Content starts
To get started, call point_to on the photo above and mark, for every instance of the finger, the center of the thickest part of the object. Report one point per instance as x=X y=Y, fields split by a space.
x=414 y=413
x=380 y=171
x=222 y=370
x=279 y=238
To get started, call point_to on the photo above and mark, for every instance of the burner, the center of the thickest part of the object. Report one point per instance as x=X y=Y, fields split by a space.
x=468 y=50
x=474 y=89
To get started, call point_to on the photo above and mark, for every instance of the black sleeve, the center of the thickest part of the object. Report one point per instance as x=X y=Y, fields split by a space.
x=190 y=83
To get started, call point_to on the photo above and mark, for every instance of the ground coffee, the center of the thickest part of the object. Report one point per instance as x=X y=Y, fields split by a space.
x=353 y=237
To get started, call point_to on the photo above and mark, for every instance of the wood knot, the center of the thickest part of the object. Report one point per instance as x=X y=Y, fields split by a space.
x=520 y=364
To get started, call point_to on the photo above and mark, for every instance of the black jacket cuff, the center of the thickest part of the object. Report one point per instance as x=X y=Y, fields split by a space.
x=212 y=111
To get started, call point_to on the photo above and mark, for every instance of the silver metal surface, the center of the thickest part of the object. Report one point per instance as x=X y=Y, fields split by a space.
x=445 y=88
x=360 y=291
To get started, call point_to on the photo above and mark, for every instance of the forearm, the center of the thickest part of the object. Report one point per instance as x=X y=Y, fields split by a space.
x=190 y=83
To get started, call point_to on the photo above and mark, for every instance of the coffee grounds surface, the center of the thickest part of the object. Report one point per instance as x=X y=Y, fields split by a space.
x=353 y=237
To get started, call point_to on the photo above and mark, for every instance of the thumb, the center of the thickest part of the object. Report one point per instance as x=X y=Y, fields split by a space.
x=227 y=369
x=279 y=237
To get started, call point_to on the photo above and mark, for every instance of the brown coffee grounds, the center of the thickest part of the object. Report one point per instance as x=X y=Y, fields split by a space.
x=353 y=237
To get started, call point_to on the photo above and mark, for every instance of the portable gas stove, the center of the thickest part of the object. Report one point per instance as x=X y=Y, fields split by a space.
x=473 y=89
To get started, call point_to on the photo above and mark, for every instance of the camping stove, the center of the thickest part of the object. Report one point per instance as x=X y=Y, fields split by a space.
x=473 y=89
Content ends
The task: Print out the data exactly once more.

Reply to the exercise:
To get started, call point_to on the photo above and mark, for every instance of the finger, the center of the thickest part of the object. Report one point per instance as x=X y=Y, fields split by a space.
x=414 y=413
x=380 y=171
x=222 y=370
x=279 y=238
To get started, call point_to on the photo above and mark, for every instance of the burner, the center of the thickest part of the object. Report one point per instance as x=X y=Y, fields split by a space.
x=468 y=50
x=474 y=89
To get started, call point_to on the photo above and mark, for every instance of the black sleeve, the center of the thickest part of the object. Report one point per instance as x=X y=Y, fields split by a space.
x=190 y=83
To get started, call point_to on the photo above and mark, for every instance of the ground coffee, the center of the thickest part of the object. Report one point per instance as x=X y=Y, fields split by a space.
x=353 y=237
To get started, call point_to on the photo above and mark, for every instance of the wood knot, the center of the thickest part of the object. Report one point per instance as x=X y=Y, fields split by a space.
x=520 y=364
To get started, call point_to on the photo above and mark, for every instance of the black jacket cuff, the center of the thickest part of the object. Report one point per instance as x=X y=Y, fields split by a space.
x=212 y=111
To get started, call point_to on the photo above and mark, for every instance of the silver metal surface, the center of the thickest part of the object. Report one point per instance as x=X y=Y, fields split by a space.
x=445 y=88
x=360 y=291
To get started, call point_to on the photo above and mark, for every instance of the forearm, the center of the thickest part of the object. Report one point per instance as x=X y=Y, fields split by a space.
x=190 y=83
To get started, call point_to on the photo above and mark, for every instance of the coffee grounds surface, the center of the thickest part of the object. Report one point per instance as x=X y=Y, fields split by a space.
x=353 y=237
To get started, call point_to on the photo above and mark, for every instance of the thumb, the center of the thickest part of the object. Report one point per instance as x=X y=Y, fields split by a space.
x=227 y=369
x=279 y=237
To get started, call point_to on the photo above and mark, for every instance of the brown coffee grounds, the center of the thickest part of the object. Report one point per instance as x=X y=Y, fields split by a space.
x=353 y=237
To get started, call point_to on the photo above and mark, for every instance of the portable gas stove, the center of the thickest part of the object. Report one point per instance as x=X y=Y, fields split by a space.
x=473 y=89
To get started, call point_to on the photo above and mark, for every instance of the camping stove, the center of the thickest part of the object. Report one point per instance as x=X y=Y, fields split by a space.
x=473 y=89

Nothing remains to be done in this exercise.